Exercise details: Quote all of the data that follows exactly as written, skipping the images.

Data:
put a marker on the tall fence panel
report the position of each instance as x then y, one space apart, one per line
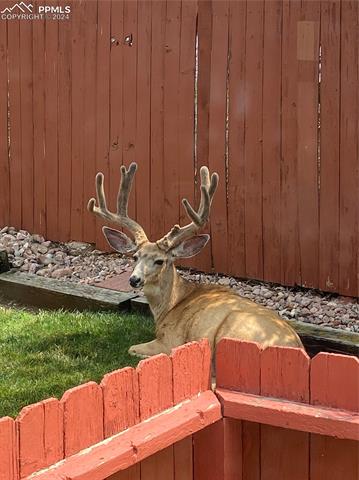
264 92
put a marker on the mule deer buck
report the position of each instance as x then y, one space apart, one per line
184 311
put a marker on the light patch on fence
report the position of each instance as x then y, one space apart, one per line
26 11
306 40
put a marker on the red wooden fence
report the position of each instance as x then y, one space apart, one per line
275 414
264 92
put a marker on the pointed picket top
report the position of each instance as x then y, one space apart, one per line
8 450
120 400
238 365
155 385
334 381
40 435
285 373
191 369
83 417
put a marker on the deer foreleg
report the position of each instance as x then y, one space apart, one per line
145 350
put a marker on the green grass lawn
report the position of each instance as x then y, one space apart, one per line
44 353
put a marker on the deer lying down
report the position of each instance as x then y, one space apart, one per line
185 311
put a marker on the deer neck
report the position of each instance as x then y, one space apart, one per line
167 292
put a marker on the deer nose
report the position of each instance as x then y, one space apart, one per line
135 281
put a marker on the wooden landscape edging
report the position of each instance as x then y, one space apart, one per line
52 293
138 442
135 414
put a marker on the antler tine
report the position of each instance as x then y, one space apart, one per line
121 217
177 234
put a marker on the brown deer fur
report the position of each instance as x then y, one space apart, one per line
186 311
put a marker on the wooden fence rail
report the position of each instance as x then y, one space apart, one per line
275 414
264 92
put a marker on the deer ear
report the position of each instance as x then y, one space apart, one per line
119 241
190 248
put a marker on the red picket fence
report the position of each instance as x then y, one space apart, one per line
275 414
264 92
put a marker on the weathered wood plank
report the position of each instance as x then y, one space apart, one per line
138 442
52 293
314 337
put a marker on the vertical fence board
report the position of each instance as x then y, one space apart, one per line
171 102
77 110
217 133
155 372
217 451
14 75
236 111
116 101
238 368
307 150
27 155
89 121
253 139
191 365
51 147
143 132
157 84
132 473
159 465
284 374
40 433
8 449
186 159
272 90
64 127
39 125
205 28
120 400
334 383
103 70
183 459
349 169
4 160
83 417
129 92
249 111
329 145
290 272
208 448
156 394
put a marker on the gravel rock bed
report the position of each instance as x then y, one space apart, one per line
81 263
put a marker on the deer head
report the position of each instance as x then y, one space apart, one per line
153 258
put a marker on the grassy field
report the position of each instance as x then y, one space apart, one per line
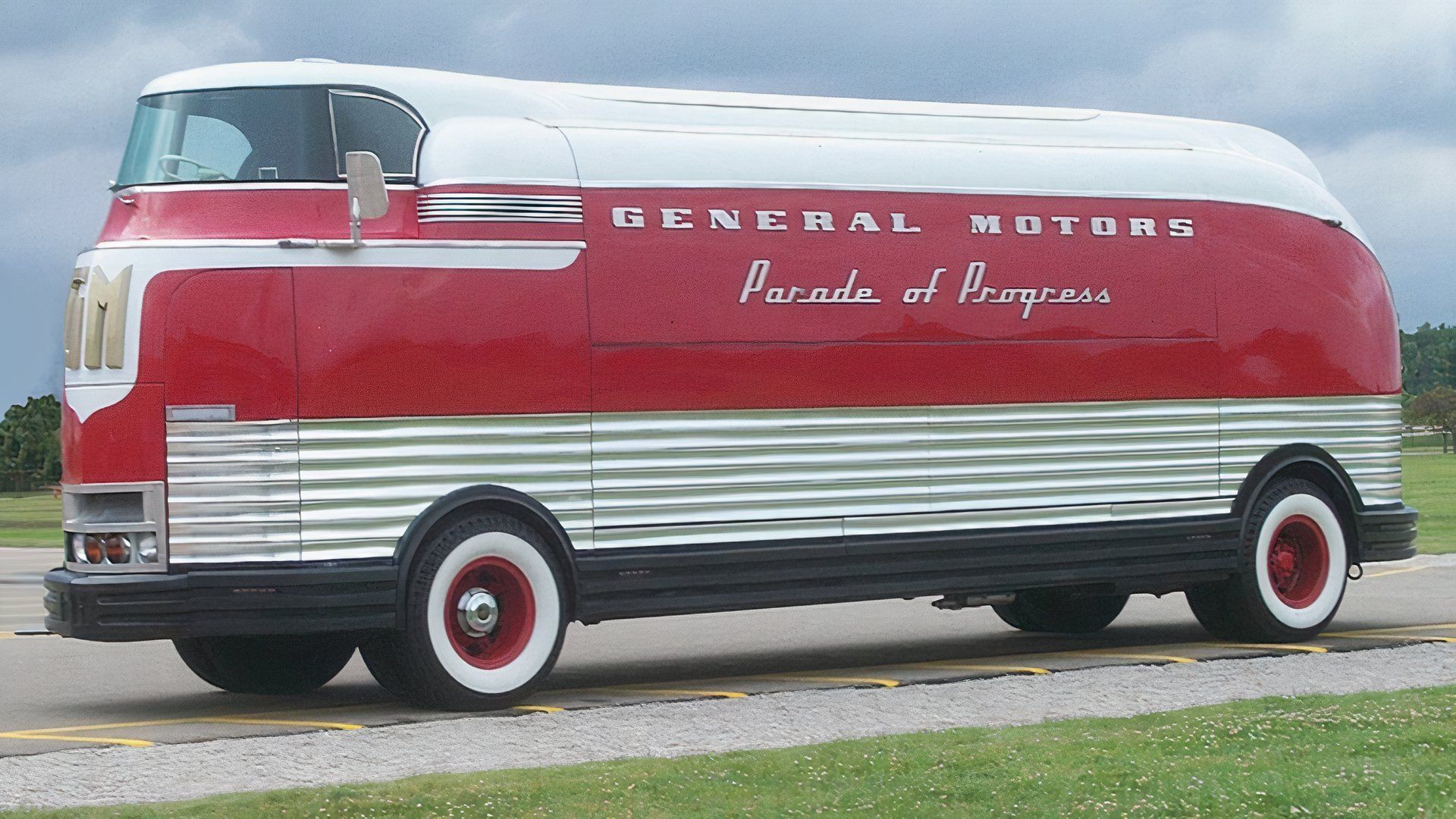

Final result:
put a marker on the tall fence panel
report the position of each instance as x then y, one space apart, one per line
264 92
put a marker on the mule deer buck
report the position of each instance as x then y, one space apart, one per line
184 311
put a marker on the light patch on fence
report the position of each instance as x then y, one space apart, one per line
26 11
306 40
put a marker on the red wooden fence
report the position of each instance as x then y, one space apart, one per line
275 414
264 92
put a marker on the pointed picket top
report the position of each instance as x then y, one space apart, one per line
8 450
120 400
238 365
155 385
334 381
40 435
285 373
191 369
83 417
put a marker on the deer foreleg
report the position of each instance as x then y, one space apart, one per line
145 350
put a marker on the green grass lawn
report the position of each instance as x then y, one space apart, one per line
44 353
put a marker on the deer lying down
report the position of each instance as x then y, one space apart, one per line
185 311
put a marker on the deer neck
report the position of each instance as x then y, one space apart, one per line
167 292
put a marker on the deer nose
report the position of each instance as x then y, one space apart, one per line
135 281
put a marker on the wooden landscape edging
report the position of each instance as x then y, one space apart, one per line
52 293
138 442
135 414
put a marker on the antler tine
report the position of each instance as x then y, one space apart, one per line
121 217
177 234
put a marker on the brown deer fur
report the position of each instance as x then y, one space apart, one per line
186 311
put a marker on the wooden fence rail
report the position of each instance as x then y, one space apart, one per line
275 414
264 92
put a marker on the deer ear
report the position of each instance as x then y, one space apart, one per line
119 241
190 248
put a marker on the red picket fence
report the position of each instance as x then y, one space apart, one per line
275 414
264 92
put a marker on the weathered wood plank
report the position of each instance as x then y, one space apart, one per line
138 442
52 293
314 337
put a marker on the vertical fence board
report the position of each instance as x then y, one space apart, one per line
171 102
77 110
217 133
155 372
217 451
14 75
236 111
116 101
238 368
307 150
27 155
89 121
253 139
191 365
51 147
143 132
157 84
132 473
159 465
284 374
40 433
8 449
186 159
272 90
64 127
39 125
205 28
120 400
334 383
103 70
183 459
349 169
4 160
83 417
129 92
249 111
329 145
290 272
208 448
156 394
put a marker on the gravel rock bed
report the position of each instance as x then y, one space apart, one per line
81 263
put a marker on the deer head
report the position of each instance as x then y, one space apart, one per line
153 258
put a marker on the grassy field
report the position of each instance as x then y, one space apart, one per line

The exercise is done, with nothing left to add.